=== Given information ===
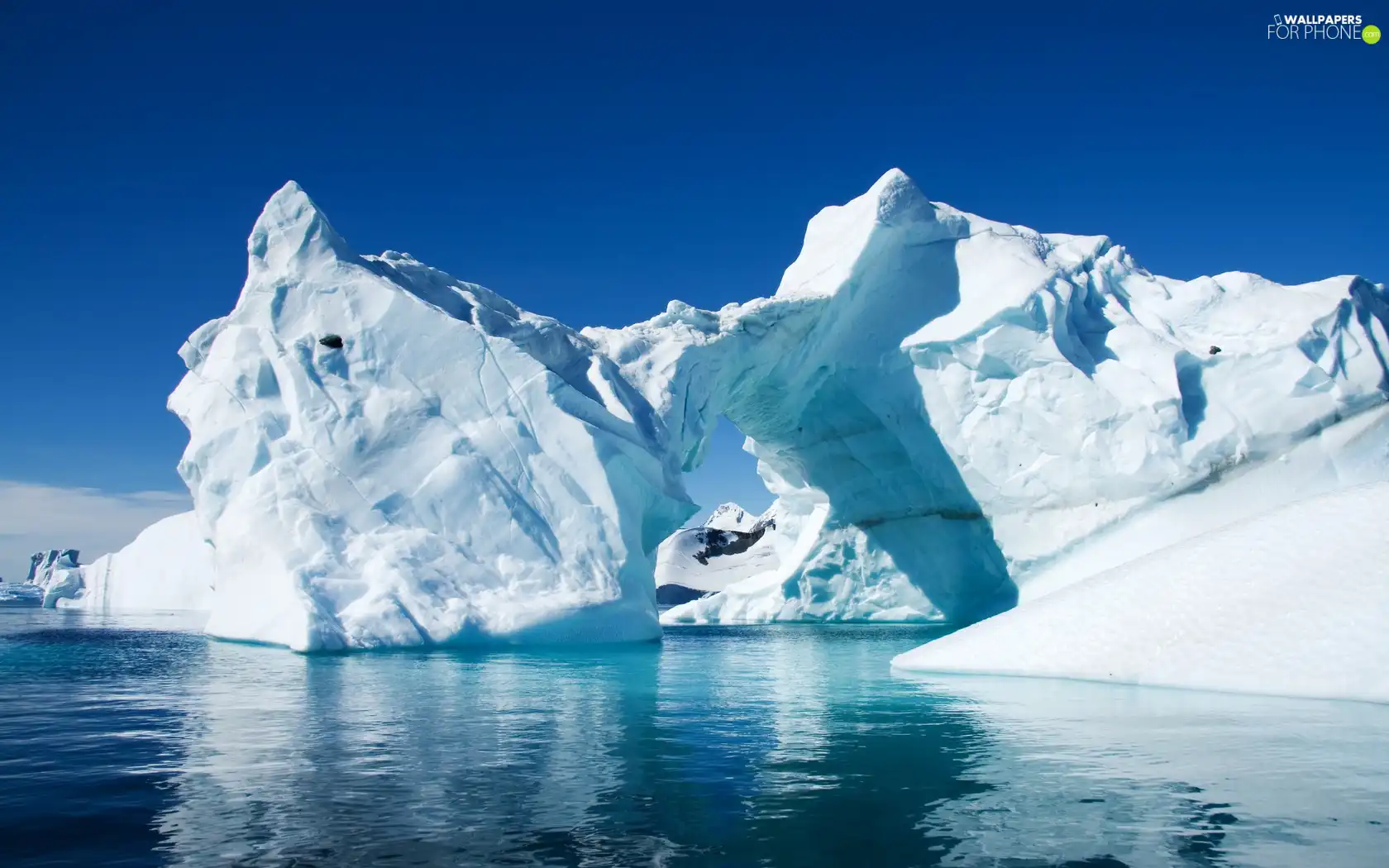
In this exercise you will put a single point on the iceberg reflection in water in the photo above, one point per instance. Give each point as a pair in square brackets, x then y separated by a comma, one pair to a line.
[725, 746]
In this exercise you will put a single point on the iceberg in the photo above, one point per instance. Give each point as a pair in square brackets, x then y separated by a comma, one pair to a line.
[55, 573]
[167, 567]
[384, 455]
[1291, 603]
[946, 406]
[729, 546]
[952, 413]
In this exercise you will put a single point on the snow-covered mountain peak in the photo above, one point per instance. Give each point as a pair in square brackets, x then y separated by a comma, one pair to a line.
[292, 230]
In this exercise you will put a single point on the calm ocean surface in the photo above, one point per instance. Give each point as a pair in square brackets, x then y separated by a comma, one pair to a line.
[139, 742]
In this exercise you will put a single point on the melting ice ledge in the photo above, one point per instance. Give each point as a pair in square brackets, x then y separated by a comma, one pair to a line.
[953, 414]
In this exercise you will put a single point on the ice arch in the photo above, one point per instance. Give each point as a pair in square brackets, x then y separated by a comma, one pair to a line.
[945, 403]
[878, 516]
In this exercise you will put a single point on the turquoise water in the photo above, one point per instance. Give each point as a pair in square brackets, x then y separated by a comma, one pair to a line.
[795, 746]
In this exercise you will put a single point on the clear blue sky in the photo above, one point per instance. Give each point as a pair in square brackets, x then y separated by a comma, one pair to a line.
[592, 161]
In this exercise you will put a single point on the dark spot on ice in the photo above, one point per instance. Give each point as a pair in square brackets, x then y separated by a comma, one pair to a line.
[674, 594]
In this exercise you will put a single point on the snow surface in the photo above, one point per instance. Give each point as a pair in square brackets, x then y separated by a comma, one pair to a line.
[945, 404]
[1291, 603]
[56, 574]
[731, 517]
[167, 567]
[728, 547]
[457, 470]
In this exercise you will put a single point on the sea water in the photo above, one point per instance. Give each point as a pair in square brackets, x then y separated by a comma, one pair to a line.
[139, 742]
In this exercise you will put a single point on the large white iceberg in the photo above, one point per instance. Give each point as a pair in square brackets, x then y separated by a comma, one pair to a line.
[1292, 603]
[945, 408]
[946, 404]
[385, 455]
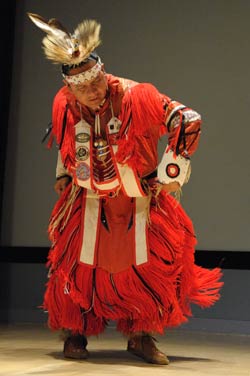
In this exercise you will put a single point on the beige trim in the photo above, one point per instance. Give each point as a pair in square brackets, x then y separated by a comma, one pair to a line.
[90, 229]
[141, 247]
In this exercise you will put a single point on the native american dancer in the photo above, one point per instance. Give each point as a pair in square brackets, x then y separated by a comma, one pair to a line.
[122, 246]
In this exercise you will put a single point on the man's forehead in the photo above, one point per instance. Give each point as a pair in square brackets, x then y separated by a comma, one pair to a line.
[86, 76]
[87, 82]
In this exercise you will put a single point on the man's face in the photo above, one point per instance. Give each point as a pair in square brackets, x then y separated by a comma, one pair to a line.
[90, 93]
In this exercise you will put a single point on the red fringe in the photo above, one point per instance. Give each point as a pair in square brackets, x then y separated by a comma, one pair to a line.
[141, 122]
[149, 297]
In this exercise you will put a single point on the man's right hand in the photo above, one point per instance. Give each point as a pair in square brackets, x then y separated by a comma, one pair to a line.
[61, 184]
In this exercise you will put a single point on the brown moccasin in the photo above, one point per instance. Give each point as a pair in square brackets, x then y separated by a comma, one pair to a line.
[75, 347]
[144, 347]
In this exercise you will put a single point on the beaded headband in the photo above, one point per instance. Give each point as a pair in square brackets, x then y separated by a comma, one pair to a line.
[85, 76]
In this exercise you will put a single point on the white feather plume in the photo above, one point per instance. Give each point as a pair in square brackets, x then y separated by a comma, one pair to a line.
[63, 48]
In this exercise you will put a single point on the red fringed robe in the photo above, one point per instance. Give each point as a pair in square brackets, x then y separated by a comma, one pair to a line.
[148, 297]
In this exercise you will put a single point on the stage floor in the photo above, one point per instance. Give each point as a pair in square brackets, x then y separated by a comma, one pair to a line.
[34, 350]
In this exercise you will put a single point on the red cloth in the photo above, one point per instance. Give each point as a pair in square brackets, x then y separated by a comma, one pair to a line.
[149, 297]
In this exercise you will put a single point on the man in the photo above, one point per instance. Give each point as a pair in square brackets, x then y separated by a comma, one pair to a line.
[122, 246]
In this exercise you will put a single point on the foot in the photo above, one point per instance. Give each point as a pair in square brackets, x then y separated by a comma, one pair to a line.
[75, 347]
[144, 347]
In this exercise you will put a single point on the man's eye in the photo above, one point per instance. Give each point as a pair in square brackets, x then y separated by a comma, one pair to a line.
[81, 88]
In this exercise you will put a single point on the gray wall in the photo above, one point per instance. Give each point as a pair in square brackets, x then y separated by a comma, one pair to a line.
[195, 51]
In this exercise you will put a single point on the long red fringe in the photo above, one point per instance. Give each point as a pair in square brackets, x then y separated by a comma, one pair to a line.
[150, 297]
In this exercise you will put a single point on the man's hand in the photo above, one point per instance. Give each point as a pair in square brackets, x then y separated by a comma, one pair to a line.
[171, 187]
[61, 184]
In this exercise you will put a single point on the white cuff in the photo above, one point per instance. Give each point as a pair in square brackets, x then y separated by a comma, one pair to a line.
[172, 169]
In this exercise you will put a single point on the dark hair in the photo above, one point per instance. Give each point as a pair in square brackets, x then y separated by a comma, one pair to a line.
[66, 68]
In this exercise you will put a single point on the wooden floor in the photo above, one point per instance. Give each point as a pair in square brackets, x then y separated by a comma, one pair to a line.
[34, 350]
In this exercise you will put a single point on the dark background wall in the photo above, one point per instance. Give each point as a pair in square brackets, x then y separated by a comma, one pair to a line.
[195, 51]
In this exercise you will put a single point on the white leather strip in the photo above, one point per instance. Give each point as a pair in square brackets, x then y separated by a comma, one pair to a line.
[141, 247]
[130, 182]
[90, 229]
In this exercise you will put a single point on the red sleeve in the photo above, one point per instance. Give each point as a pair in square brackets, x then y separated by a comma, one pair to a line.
[183, 127]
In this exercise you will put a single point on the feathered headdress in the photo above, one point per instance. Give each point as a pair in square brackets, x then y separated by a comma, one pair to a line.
[64, 48]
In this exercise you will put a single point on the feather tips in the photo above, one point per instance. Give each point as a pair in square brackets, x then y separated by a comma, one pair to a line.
[88, 35]
[63, 48]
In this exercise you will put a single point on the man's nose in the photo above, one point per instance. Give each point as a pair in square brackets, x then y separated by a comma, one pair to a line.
[91, 90]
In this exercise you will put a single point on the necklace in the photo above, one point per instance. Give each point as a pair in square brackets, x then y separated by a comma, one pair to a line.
[100, 144]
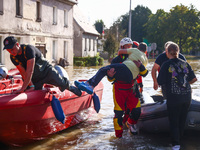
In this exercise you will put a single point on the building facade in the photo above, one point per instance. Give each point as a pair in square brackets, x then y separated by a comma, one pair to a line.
[46, 24]
[85, 35]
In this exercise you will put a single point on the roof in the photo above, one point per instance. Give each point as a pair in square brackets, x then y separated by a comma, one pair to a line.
[81, 20]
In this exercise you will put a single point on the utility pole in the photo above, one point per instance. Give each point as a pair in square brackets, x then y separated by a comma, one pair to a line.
[129, 31]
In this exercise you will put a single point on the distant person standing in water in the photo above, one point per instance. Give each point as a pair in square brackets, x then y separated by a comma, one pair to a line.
[177, 75]
[158, 63]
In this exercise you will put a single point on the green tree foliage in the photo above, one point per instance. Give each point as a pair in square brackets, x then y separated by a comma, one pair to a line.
[140, 17]
[111, 45]
[180, 25]
[99, 25]
[182, 22]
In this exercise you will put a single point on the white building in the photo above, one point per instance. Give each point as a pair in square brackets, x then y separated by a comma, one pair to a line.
[46, 24]
[85, 36]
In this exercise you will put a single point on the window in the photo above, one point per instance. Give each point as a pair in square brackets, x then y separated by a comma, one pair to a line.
[85, 44]
[19, 8]
[94, 43]
[89, 44]
[38, 11]
[54, 50]
[65, 49]
[54, 15]
[1, 7]
[65, 18]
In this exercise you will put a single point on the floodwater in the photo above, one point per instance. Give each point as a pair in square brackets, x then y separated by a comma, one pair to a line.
[97, 133]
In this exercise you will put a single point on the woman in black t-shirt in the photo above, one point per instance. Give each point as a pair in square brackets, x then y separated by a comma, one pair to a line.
[177, 75]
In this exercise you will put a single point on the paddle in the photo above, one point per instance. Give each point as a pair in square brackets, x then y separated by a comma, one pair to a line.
[96, 102]
[57, 109]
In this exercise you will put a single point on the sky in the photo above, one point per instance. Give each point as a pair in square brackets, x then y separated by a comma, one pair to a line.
[110, 10]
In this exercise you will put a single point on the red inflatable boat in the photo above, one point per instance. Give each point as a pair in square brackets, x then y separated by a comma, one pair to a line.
[27, 117]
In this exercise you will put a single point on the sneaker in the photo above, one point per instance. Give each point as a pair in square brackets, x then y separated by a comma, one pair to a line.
[75, 90]
[132, 128]
[176, 147]
[84, 86]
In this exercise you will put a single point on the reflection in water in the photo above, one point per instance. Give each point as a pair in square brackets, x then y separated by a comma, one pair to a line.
[98, 131]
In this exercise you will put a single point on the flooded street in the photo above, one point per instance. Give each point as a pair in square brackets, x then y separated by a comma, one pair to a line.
[98, 131]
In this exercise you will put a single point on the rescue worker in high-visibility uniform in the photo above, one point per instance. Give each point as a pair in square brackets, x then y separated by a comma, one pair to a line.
[126, 96]
[126, 71]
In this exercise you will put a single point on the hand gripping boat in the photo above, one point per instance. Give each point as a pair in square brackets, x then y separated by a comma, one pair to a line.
[27, 117]
[154, 115]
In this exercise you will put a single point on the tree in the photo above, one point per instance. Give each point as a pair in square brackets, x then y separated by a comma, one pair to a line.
[182, 25]
[110, 45]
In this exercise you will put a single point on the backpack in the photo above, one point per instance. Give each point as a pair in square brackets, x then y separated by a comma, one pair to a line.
[181, 75]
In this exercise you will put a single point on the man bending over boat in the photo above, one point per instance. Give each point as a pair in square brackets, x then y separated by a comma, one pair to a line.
[126, 72]
[177, 75]
[34, 69]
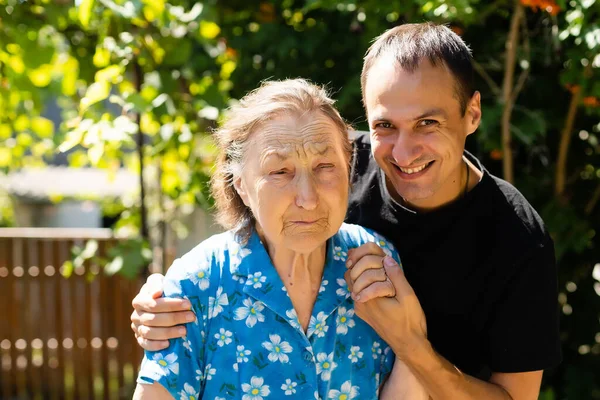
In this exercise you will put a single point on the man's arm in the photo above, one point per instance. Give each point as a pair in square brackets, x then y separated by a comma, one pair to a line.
[155, 320]
[400, 321]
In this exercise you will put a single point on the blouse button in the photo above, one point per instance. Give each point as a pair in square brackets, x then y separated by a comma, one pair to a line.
[307, 356]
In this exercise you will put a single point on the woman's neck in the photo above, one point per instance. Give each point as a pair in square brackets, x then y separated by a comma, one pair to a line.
[301, 274]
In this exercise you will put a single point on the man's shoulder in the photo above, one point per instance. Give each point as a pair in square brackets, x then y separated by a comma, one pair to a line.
[514, 216]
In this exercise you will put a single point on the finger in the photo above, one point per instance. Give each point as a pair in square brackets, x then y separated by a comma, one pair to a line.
[366, 249]
[368, 277]
[349, 280]
[169, 319]
[153, 345]
[164, 304]
[159, 334]
[375, 290]
[396, 275]
[364, 264]
[154, 285]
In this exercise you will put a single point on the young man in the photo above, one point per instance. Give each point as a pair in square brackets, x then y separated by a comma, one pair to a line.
[479, 319]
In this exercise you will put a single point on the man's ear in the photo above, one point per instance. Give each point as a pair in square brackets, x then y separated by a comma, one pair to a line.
[473, 113]
[240, 188]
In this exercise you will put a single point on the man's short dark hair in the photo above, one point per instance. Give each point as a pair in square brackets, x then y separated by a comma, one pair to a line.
[409, 44]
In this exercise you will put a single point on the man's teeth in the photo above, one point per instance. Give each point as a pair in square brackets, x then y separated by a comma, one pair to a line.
[413, 170]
===
Written instruction:
Starting with the line that contains "on the young", output every line through the end of the listing above, unchanged.

Written answer:
In this exercise you will put a single point on the young man in the photo above, one point per instance. Give each point as a pair in square brackets, x then y separated by a comma, one pair to a line.
[479, 319]
In this exercise you will put a single point on the man's ear in the photo above, one point per instance. Give each point as a pair in square brackets, x then y separated by a comma, one pair to a line.
[473, 113]
[240, 188]
In this exercise you will put a single point on the man's short dark hair in the photo above, one point per instance. Give each point as a pair in square brackets, x then y separated by a comma, one pair to a line.
[409, 44]
In this exercise you will put a single point on the man's teeth in the photo above, one point per instance. Give each point as a pair in square brackets, x then y separated by a comma, one pair to a line.
[413, 170]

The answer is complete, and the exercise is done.